• _Aim_: Give the lines of the records as a numbered list, leaving out blank lines, beginning at the line that contains "Query: dark sky" and stopping after the line that contains "Query: street".
— START —
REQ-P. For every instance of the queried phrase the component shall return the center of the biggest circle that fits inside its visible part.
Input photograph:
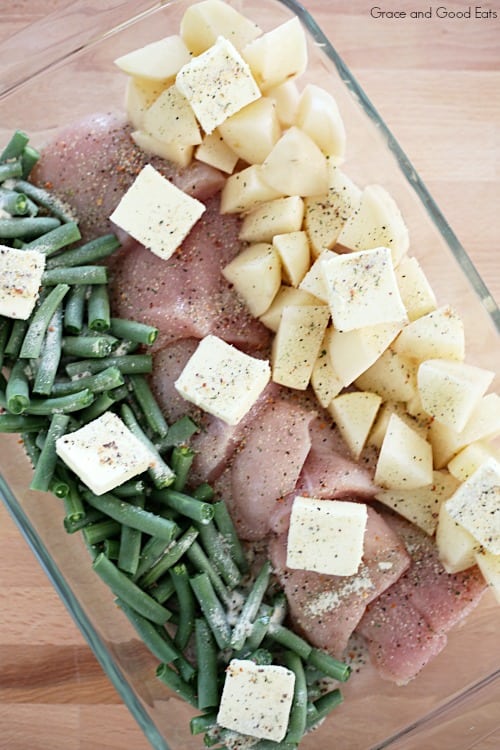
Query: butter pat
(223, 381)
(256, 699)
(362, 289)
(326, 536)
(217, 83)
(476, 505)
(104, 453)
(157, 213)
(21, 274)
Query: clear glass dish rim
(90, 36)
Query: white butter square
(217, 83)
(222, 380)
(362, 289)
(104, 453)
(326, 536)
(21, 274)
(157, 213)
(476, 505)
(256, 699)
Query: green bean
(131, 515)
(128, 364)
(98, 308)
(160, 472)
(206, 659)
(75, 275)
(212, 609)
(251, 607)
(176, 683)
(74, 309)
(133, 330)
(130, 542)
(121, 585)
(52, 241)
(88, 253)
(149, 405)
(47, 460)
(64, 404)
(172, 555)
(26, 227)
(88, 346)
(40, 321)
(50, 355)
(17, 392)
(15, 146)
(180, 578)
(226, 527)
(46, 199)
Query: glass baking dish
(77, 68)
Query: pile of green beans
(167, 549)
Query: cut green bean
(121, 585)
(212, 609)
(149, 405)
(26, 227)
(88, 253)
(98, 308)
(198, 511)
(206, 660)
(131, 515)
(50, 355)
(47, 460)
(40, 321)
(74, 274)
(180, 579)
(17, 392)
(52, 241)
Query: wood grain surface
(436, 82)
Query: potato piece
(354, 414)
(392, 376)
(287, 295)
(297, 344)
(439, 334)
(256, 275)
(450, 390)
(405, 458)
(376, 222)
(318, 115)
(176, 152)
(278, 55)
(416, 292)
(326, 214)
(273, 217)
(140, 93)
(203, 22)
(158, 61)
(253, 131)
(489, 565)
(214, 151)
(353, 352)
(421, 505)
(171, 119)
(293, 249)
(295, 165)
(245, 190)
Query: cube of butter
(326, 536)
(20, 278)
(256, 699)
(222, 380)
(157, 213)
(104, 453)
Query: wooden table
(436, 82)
— END —
— START —
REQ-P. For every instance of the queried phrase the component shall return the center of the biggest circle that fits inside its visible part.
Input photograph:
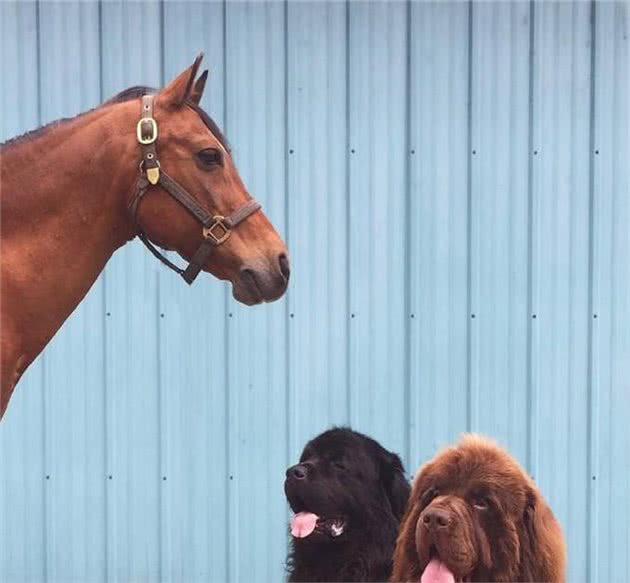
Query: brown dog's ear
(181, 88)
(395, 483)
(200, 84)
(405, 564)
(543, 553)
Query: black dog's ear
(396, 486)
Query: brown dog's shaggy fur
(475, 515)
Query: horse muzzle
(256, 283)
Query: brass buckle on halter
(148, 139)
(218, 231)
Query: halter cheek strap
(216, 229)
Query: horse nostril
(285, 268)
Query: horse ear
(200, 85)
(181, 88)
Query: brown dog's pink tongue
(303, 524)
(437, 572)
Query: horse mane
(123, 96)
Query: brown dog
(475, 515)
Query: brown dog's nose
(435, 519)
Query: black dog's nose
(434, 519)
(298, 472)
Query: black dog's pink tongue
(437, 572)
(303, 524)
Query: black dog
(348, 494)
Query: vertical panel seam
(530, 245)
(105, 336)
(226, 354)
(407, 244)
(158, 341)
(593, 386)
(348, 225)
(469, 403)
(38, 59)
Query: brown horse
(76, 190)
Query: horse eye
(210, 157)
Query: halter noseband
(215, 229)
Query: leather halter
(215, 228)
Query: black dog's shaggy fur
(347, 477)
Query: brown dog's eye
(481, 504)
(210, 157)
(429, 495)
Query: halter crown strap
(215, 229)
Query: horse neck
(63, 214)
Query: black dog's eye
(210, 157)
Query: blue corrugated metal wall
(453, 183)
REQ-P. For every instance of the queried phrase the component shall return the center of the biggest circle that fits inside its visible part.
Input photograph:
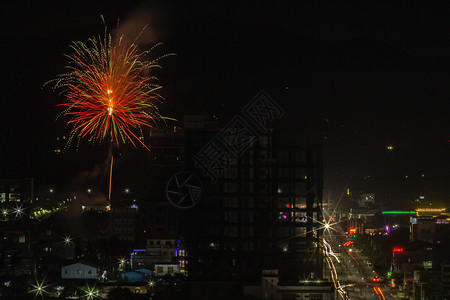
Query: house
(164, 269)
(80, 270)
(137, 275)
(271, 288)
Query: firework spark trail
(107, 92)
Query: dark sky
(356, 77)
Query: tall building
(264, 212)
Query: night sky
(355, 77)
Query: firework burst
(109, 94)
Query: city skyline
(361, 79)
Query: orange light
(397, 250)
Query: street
— END —
— START —
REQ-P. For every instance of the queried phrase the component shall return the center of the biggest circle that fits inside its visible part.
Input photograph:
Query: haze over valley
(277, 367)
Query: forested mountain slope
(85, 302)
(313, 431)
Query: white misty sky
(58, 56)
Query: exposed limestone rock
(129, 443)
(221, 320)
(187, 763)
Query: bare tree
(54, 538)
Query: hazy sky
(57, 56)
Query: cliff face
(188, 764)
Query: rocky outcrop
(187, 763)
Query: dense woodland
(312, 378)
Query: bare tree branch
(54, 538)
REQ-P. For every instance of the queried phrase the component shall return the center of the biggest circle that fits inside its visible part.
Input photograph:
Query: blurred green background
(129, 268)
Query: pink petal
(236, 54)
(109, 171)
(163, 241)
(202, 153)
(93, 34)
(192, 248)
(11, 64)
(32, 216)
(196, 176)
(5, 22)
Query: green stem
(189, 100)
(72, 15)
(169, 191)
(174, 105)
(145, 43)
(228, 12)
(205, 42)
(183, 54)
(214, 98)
— END —
• _Reply_:
1. Query: dark sky
2. (356, 77)
3. Query: tall building
4. (264, 212)
5. Query: night sky
6. (355, 77)
7. Query: firework burst
8. (109, 94)
9. Query: city skyline
10. (361, 79)
11. Query: orange light
12. (397, 250)
13. Query: street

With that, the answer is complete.